Train groping is indeed a problem in Japan – so much so that there are female-only cars during rush hour so women can go to work without fear of being molested. At the same time, there are also countless adult movies and comics glorifying chikan.

There are even legal sexual massage parlors that replicate subway cars, where men pay for a simulated chikan experience.

Ogawa’s essay was published in controversial right-wing monthly magazine Shincho 45, put out by Shinchosha Publishing on Sept. 18.

Predictably, a brouhaha erupted.

Within days of publication, Shinchosha apologized for its lack of oversight, and last Wednesday, announced the indefinite suspension of the magazine.

Given the damage he had caused, what exactly did Ogawa mean to say?

Supporting molesters?

His intention appears to have been the denigration of sexual minorities rather than an outright promotion of sexual assault. In his essay, he argued that train gropers and LGBT are essentially the same thing – sexual deviants – and lumped them together with an anagram he himself created: SMAG – sadists, masochists, ass fetishists and gropers.

According to Ogawa’s logic, groping people on trains and being homosexual are just different kinds of deviance. Ergo: Offering to protect the rights of one group (LGBT) over another (gropers) is ridiculous.

Critics of this thinking have not held their fire.

“I think that the magazine ceasing publication has a lot do with the #MeToo movement growing in Japan and more people willing to point out what is just simply wrong,” stormed Mari Hiryama, a professor of law at Hakuou University. “The thought process behind arguing that the rights of gropers and the rights of LGBT are the same is completely mistaken.

His utterances may even discourage victims of sexual assault from coming forward. What in the world was Ogawa thinking when he made such a dubious statement?”

_What is asked_
In the passage about Ogawa's essay, what did Shinchosha announce last Wednesday?

_Information shown_
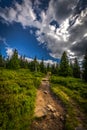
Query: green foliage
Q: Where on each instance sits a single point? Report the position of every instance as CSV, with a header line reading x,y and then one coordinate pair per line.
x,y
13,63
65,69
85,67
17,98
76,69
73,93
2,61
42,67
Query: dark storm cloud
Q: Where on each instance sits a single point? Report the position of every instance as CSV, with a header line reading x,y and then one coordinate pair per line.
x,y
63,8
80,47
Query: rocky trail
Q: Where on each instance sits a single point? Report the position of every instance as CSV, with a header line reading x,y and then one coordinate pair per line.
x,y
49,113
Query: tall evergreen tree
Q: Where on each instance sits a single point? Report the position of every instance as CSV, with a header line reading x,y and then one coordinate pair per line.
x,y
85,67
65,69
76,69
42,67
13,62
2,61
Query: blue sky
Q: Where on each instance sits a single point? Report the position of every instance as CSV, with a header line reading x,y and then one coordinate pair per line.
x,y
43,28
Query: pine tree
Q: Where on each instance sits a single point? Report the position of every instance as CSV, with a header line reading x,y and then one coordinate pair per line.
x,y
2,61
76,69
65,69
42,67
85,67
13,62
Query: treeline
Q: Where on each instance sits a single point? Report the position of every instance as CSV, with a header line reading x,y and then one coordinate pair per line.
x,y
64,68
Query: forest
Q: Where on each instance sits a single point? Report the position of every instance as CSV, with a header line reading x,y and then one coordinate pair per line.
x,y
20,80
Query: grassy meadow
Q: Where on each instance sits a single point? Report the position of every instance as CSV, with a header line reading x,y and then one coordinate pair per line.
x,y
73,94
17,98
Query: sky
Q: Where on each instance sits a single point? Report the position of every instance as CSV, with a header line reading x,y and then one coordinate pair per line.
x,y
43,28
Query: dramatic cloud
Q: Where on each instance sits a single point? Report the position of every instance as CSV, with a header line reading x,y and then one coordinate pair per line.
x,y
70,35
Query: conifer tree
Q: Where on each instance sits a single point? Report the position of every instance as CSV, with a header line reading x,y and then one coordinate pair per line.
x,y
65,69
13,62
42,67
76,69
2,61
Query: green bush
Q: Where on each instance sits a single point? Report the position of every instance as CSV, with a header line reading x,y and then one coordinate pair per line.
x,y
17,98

_Written answer_
The indefinite suspension of the magazine Shincho 45.